### Description of the task:
Copy out the post on the National Trust's extreme weather claims, keeping everything from "At Wallington in" down to "getting more extreme.".

By Paul Homewood
Justin Rowlatt has also been trumpeting the National Trust’s latest extreme weather claims:
Wildlife across the UK is increasingly suffering the impacts of extreme weather events and natural disasters, says the National Trust as it publishes its annual reckoning of UK wildlife "winners and losers".
The conservation charity also warns some of the landscapes it cares for are being altered forever as climate change makes some forms of extreme weather the new normal.
It points to the very dry spring that saw wildfires devastate parts of National Trust estates in the Mourne Mountains in Northern Ireland and Marsden Moor in Yorkshire.
The fires destroyed habitats for a range of threatened species including golden plover and Irish hare.
Meanwhile our warmer, wetter winters have accelerated the spread of diseases such as ash dieback, causing significant loss of trees, the charity says.
This year’s settled and warm autumn led to a spectacular show of colour but that was brought to an abrupt end when Storm Arwen ripped through the north of the country in November causing widespread destruction.
It uprooted thousands of trees on National Trust land in the Lake District and destroyed hundreds of irreplaceable trees and plants at its Bodnant Garden in Wales.
At Wallington in Northumberland, where gusts reached 98mph, more than half of the 250-year-old oak and beech trees were uprooted.
"These extreme events are putting even more pressure on Britain’s wildlife", warns Ben McCarthy, head of nature conservation at the trust.
He says more than half of UK species are already in decline and 15% of wildlife species are under threat of extinction.
https://www.bbc.co.uk/news/science-environment-59757497
Let’s examine his three claims:
Wildfires
Rainfall in spring as a whole was close to average this year in England. Moreover there are no long term trends either up or down, which makes a nonsense of Rowlatt’s assertion that the fires were climate related, or that weather is getting more extreme.
Northern Ireland is similar.


Ash Dieback
The claim that “warmer, wetter winters” are accelerating ash dieback is simply not true.

### Records provided:
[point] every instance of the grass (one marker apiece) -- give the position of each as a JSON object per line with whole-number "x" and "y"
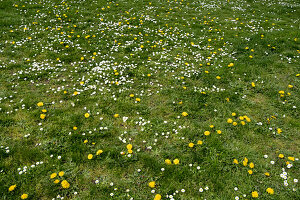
{"x": 149, "y": 62}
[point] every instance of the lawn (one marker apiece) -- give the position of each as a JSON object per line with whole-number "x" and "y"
{"x": 154, "y": 99}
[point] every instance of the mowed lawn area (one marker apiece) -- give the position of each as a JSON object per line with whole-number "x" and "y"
{"x": 149, "y": 99}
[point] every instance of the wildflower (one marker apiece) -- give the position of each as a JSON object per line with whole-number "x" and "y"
{"x": 207, "y": 133}
{"x": 12, "y": 187}
{"x": 251, "y": 165}
{"x": 230, "y": 65}
{"x": 291, "y": 158}
{"x": 281, "y": 156}
{"x": 254, "y": 194}
{"x": 229, "y": 120}
{"x": 270, "y": 190}
{"x": 267, "y": 174}
{"x": 99, "y": 152}
{"x": 65, "y": 184}
{"x": 168, "y": 162}
{"x": 184, "y": 114}
{"x": 157, "y": 197}
{"x": 191, "y": 145}
{"x": 245, "y": 162}
{"x": 24, "y": 196}
{"x": 53, "y": 175}
{"x": 152, "y": 184}
{"x": 176, "y": 161}
{"x": 129, "y": 146}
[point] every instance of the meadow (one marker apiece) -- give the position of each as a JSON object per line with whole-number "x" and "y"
{"x": 152, "y": 99}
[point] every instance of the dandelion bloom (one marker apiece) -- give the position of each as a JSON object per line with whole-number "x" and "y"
{"x": 65, "y": 184}
{"x": 24, "y": 196}
{"x": 152, "y": 184}
{"x": 12, "y": 187}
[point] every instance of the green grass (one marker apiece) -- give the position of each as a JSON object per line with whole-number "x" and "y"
{"x": 169, "y": 55}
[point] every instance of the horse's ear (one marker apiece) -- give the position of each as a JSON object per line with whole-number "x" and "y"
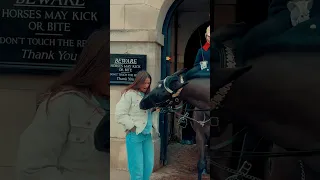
{"x": 178, "y": 73}
{"x": 291, "y": 5}
{"x": 309, "y": 4}
{"x": 223, "y": 76}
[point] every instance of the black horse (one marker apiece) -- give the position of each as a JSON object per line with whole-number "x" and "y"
{"x": 174, "y": 88}
{"x": 277, "y": 98}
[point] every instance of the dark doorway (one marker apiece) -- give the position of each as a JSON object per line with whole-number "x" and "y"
{"x": 195, "y": 42}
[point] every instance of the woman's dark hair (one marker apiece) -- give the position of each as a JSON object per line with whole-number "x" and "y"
{"x": 139, "y": 80}
{"x": 93, "y": 60}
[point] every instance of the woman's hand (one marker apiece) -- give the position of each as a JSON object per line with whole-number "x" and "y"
{"x": 155, "y": 109}
{"x": 131, "y": 130}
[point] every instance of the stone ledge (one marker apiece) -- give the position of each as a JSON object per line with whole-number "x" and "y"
{"x": 122, "y": 35}
{"x": 118, "y": 154}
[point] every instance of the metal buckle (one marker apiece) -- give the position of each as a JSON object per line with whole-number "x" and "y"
{"x": 216, "y": 120}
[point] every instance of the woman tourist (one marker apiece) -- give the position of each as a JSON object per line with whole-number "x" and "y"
{"x": 138, "y": 125}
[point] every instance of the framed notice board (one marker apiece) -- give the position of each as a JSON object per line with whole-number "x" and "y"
{"x": 38, "y": 35}
{"x": 124, "y": 67}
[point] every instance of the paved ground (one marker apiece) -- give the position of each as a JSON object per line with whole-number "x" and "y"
{"x": 182, "y": 165}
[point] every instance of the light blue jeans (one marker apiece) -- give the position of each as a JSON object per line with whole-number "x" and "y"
{"x": 140, "y": 154}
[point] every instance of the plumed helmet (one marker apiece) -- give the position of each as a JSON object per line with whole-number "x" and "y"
{"x": 208, "y": 31}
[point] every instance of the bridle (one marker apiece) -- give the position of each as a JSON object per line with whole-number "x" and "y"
{"x": 174, "y": 100}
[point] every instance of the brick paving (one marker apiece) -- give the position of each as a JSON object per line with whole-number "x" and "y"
{"x": 182, "y": 165}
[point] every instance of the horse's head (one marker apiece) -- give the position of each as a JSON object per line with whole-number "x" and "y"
{"x": 165, "y": 92}
{"x": 223, "y": 76}
{"x": 300, "y": 11}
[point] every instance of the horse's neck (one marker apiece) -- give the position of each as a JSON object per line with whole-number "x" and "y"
{"x": 197, "y": 95}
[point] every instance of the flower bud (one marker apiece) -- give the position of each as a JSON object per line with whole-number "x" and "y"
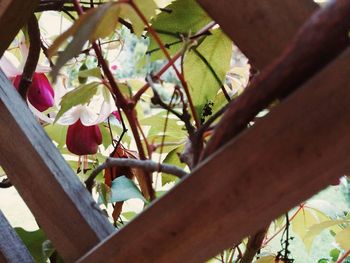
{"x": 40, "y": 92}
{"x": 83, "y": 140}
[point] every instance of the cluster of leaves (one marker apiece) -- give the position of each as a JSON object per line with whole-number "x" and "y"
{"x": 165, "y": 109}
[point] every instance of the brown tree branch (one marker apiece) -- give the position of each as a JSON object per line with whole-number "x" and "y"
{"x": 320, "y": 40}
{"x": 33, "y": 56}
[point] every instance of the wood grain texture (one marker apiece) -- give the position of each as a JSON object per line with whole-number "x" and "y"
{"x": 52, "y": 191}
{"x": 13, "y": 16}
{"x": 323, "y": 37}
{"x": 260, "y": 28}
{"x": 12, "y": 249}
{"x": 295, "y": 151}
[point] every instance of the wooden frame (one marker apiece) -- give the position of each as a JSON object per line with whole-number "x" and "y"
{"x": 308, "y": 130}
{"x": 260, "y": 28}
{"x": 295, "y": 151}
{"x": 12, "y": 248}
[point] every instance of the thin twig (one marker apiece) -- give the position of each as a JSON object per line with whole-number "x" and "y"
{"x": 147, "y": 165}
{"x": 33, "y": 56}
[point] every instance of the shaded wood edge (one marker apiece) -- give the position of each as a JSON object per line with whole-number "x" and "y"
{"x": 286, "y": 157}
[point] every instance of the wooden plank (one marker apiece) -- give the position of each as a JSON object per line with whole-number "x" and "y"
{"x": 12, "y": 248}
{"x": 260, "y": 28}
{"x": 295, "y": 151}
{"x": 52, "y": 191}
{"x": 13, "y": 15}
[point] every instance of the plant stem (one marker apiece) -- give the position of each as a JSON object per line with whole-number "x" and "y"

### Task output:
At Wallington in Northumberland, where gusts reached 98mph, more than half of the 250-year-old oak and beech trees were uprooted.
"These extreme events are putting even more pressure on Britain’s wildlife", warns Ben McCarthy, head of nature conservation at the trust.
He says more than half of UK species are already in decline and 15% of wildlife species are under threat of extinction.
https://www.bbc.co.uk/news/science-environment-59757497
Let’s examine his three claims:
Wildfires
Rainfall in spring as a whole was close to average this year in England. Moreover there are no long term trends either up or down, which makes a nonsense of Rowlatt’s assertion that the fires were climate related, or that weather is getting more extreme.